_Work to be completed:_ Put the lines of the entries, from the line containing "target: weathered stone" through the end of the entries, into a Markdown table with a Row column giving each line's number and a Line column holding the line itself. Leave out blank lines.

_Available records:_
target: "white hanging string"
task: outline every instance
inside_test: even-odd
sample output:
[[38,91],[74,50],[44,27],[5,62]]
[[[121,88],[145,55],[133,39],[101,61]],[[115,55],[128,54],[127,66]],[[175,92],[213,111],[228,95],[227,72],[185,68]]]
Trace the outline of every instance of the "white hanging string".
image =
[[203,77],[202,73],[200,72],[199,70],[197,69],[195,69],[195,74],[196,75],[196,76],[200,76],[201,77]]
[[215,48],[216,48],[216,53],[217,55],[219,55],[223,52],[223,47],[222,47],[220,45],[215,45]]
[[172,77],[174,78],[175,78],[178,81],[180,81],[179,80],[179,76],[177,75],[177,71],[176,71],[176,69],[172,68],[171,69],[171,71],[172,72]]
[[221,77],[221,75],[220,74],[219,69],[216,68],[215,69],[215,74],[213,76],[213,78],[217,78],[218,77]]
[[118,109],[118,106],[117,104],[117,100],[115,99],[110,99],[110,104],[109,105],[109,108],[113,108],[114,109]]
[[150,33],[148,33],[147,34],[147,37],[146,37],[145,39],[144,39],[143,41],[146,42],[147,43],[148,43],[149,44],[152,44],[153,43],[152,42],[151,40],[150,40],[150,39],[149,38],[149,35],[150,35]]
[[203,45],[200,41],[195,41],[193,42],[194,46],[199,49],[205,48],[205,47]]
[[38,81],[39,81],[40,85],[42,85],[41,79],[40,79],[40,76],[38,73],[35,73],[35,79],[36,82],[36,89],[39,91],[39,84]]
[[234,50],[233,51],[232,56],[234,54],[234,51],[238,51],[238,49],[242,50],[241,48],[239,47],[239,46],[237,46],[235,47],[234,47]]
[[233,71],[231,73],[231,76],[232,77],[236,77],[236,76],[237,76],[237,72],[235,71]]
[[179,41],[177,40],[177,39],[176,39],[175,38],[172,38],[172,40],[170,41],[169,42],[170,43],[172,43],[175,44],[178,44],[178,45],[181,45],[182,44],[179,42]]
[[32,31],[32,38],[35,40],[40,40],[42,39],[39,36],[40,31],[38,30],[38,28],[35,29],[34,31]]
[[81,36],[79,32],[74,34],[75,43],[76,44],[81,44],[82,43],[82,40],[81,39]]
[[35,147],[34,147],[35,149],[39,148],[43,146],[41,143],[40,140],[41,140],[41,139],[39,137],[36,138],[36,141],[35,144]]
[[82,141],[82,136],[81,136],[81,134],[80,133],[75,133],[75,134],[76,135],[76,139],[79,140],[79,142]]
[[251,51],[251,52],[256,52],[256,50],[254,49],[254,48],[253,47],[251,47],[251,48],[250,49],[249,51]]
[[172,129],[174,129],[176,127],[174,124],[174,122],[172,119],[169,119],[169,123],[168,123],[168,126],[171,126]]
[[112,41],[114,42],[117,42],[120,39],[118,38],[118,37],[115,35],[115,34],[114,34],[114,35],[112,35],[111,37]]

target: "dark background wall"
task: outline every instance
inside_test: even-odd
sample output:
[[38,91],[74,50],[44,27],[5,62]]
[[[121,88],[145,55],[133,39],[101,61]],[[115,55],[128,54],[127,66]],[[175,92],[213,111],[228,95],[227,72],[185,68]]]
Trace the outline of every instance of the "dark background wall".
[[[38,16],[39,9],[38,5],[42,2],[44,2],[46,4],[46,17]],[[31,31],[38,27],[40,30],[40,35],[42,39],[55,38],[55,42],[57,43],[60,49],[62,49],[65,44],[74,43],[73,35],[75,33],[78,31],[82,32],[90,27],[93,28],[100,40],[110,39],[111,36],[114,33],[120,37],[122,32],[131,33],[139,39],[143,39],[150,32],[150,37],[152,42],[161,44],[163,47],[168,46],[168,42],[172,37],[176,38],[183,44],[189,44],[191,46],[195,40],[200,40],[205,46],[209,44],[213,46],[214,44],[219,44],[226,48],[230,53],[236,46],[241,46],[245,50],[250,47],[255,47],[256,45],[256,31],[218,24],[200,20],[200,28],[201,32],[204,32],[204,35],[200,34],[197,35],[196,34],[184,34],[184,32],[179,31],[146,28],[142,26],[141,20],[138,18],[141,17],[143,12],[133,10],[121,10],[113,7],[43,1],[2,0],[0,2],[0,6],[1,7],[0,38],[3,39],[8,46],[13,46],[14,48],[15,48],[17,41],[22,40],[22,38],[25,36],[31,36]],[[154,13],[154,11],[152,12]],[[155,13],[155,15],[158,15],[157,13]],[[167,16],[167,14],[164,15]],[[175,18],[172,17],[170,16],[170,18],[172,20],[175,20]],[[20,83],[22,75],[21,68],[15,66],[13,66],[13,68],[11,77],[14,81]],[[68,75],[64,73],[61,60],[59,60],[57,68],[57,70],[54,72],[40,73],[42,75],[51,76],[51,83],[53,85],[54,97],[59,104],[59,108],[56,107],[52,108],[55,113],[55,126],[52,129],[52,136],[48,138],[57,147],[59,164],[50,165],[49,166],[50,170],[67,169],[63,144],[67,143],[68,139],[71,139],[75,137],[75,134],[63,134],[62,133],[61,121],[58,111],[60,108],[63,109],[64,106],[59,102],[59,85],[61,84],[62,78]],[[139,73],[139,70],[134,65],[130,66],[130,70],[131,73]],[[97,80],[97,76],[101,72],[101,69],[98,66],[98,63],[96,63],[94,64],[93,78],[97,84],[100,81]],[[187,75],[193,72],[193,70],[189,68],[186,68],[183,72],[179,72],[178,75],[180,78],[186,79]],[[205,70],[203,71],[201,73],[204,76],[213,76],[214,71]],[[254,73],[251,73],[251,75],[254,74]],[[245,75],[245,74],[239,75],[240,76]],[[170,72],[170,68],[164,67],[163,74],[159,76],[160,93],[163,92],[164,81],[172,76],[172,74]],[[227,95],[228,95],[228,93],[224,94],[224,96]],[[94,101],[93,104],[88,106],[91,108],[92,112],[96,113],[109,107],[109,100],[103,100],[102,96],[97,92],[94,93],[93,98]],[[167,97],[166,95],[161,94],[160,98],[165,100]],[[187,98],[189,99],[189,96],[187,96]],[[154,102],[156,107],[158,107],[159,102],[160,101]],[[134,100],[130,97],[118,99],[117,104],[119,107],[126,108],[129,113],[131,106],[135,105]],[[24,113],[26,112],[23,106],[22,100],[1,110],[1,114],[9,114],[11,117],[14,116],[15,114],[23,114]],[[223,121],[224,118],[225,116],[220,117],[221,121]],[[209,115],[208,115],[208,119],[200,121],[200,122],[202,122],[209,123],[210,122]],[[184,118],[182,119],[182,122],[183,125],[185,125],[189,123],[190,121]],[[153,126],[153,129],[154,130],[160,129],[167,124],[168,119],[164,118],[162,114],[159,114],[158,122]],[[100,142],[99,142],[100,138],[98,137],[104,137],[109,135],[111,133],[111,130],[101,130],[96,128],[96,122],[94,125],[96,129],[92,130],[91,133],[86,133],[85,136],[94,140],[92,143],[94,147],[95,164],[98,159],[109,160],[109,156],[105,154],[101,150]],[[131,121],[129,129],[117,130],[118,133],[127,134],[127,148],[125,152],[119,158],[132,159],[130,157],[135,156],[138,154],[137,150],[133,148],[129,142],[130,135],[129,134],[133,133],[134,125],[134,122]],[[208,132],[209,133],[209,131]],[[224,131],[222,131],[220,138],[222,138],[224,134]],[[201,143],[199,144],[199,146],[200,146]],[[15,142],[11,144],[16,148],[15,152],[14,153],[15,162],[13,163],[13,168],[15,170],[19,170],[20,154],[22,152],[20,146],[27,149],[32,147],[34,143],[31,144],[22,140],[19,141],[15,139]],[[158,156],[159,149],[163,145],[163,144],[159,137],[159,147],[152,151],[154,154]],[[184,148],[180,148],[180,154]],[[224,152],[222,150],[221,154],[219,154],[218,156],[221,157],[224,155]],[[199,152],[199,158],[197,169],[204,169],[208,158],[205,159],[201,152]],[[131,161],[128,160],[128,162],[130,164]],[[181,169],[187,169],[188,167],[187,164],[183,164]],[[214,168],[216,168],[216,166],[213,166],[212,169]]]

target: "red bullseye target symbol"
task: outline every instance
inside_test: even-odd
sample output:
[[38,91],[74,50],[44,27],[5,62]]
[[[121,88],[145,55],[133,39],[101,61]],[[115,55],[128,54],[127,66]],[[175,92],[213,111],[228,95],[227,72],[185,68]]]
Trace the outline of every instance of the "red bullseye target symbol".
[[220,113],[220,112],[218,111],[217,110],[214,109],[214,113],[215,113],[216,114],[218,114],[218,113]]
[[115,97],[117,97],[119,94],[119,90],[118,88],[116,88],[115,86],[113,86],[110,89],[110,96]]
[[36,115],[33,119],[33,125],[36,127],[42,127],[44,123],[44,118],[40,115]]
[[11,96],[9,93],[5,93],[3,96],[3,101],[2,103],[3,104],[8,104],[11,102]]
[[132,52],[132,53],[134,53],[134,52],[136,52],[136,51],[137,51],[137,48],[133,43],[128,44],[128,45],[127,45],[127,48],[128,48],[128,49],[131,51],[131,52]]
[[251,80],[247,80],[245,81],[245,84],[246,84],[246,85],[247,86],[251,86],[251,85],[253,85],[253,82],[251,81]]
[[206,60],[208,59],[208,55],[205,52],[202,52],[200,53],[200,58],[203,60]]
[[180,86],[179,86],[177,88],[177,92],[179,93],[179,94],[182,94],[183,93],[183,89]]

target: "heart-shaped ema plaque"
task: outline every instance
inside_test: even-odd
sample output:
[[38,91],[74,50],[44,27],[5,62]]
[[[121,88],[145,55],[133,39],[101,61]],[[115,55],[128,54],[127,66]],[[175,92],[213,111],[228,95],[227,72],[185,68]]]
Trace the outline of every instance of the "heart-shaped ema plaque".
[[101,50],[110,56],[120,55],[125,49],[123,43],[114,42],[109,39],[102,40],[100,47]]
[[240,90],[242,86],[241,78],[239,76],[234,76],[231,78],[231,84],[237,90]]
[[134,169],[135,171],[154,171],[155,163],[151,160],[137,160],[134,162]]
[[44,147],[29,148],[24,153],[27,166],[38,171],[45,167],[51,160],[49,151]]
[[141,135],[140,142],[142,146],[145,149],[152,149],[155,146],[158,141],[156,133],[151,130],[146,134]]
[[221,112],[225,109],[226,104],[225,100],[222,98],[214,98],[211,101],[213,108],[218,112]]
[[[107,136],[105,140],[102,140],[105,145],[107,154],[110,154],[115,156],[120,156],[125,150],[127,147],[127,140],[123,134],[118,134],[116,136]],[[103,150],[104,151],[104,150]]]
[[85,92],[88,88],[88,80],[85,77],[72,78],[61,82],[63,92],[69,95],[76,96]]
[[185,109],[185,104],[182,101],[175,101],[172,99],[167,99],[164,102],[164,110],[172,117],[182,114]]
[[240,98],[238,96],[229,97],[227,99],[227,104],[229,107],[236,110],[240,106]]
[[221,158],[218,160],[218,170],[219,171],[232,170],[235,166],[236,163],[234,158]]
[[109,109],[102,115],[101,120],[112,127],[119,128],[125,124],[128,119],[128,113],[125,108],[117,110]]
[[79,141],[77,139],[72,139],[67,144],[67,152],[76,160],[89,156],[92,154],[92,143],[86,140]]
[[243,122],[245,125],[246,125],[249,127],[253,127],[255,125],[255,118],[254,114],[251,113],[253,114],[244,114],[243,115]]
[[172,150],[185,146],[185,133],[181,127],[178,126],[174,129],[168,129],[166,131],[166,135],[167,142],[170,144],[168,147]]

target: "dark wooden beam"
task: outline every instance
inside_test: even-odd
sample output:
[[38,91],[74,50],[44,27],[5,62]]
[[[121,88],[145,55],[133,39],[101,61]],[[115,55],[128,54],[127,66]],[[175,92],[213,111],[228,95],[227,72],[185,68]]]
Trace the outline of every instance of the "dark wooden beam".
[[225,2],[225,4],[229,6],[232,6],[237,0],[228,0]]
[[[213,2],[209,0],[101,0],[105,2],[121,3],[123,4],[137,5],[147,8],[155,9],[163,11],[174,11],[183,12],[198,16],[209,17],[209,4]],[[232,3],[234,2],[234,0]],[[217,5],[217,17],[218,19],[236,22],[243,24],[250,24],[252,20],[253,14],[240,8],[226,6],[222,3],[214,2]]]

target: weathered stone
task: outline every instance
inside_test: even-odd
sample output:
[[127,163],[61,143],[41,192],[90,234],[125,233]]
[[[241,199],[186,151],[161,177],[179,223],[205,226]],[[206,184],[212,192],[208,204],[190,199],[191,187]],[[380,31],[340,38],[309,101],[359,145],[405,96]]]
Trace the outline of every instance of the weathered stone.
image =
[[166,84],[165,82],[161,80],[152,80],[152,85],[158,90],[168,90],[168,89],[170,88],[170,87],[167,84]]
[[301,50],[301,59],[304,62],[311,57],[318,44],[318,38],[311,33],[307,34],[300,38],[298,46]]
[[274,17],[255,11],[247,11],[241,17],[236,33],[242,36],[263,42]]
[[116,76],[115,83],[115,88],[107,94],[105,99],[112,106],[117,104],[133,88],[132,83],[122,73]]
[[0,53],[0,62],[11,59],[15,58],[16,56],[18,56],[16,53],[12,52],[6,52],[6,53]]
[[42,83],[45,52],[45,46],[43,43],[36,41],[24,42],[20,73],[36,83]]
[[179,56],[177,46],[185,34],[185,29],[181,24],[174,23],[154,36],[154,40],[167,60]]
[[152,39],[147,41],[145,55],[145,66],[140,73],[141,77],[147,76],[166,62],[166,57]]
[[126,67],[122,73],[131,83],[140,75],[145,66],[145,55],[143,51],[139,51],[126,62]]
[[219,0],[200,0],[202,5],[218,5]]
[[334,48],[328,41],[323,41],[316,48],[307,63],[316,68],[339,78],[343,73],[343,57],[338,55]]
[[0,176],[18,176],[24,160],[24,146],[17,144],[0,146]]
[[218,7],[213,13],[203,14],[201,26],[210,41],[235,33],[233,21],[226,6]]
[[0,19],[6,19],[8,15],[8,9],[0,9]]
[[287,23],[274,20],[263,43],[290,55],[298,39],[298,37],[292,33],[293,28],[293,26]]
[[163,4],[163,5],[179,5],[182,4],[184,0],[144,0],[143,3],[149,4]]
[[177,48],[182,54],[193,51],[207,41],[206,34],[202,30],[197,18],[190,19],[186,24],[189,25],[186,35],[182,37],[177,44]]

_Exercise solution:_
| Row | Line |
|---|---|
| 1 | target: weathered stone |
| 2 | task: outline every instance |
| 3 | inside_test: even-odd |
| 4 | sample output: |
| 5 | [[127,163],[61,143],[41,192],[90,234],[125,233]] |
| 6 | [[[241,199],[186,151],[161,177],[179,223],[205,226]],[[206,184],[212,192],[208,204],[190,199],[191,187]],[[380,31],[340,38],[309,101],[359,145],[405,96]]] |
| 7 | Trace the outline of every instance of the weathered stone. |
| 8 | image = |
| 9 | [[166,84],[165,82],[161,80],[152,80],[152,85],[158,90],[168,90],[168,89],[170,88],[170,87],[167,84]] |
| 10 | [[301,50],[301,59],[304,62],[311,57],[318,44],[318,38],[311,33],[307,34],[300,38],[298,46]] |
| 11 | [[274,17],[255,11],[247,11],[241,17],[236,33],[242,36],[263,42]] |
| 12 | [[116,76],[115,83],[115,88],[107,94],[105,99],[112,106],[117,104],[133,88],[132,83],[122,73]] |
| 13 | [[0,53],[0,62],[11,59],[15,58],[16,56],[18,56],[16,53],[12,52],[6,52],[6,53]] |
| 14 | [[42,83],[45,52],[45,46],[43,43],[36,41],[24,42],[20,73],[36,83]] |
| 15 | [[179,56],[177,46],[185,34],[185,29],[181,24],[174,23],[154,36],[154,40],[167,60]] |
| 16 | [[152,39],[147,41],[145,55],[145,66],[140,73],[141,77],[147,76],[166,62],[166,57]] |
| 17 | [[126,67],[122,73],[131,83],[140,75],[145,66],[145,55],[143,51],[139,51],[126,62]] |
| 18 | [[219,0],[200,0],[202,5],[218,5]] |
| 19 | [[334,48],[328,41],[323,41],[316,48],[307,63],[316,68],[339,78],[343,73],[343,57],[338,55]] |
| 20 | [[0,176],[18,176],[24,160],[24,146],[17,144],[0,146]] |
| 21 | [[218,7],[213,13],[203,14],[201,26],[210,41],[235,33],[233,21],[226,6]] |
| 22 | [[0,19],[6,19],[8,15],[8,9],[0,9]] |
| 23 | [[287,23],[274,20],[263,43],[290,55],[298,39],[298,37],[292,33],[293,28],[293,26]] |
| 24 | [[163,4],[163,5],[179,5],[182,4],[184,0],[144,0],[143,3],[149,4]] |
| 25 | [[177,48],[182,54],[193,51],[207,41],[206,34],[202,30],[197,18],[190,19],[186,24],[189,25],[186,35],[182,37],[177,44]] |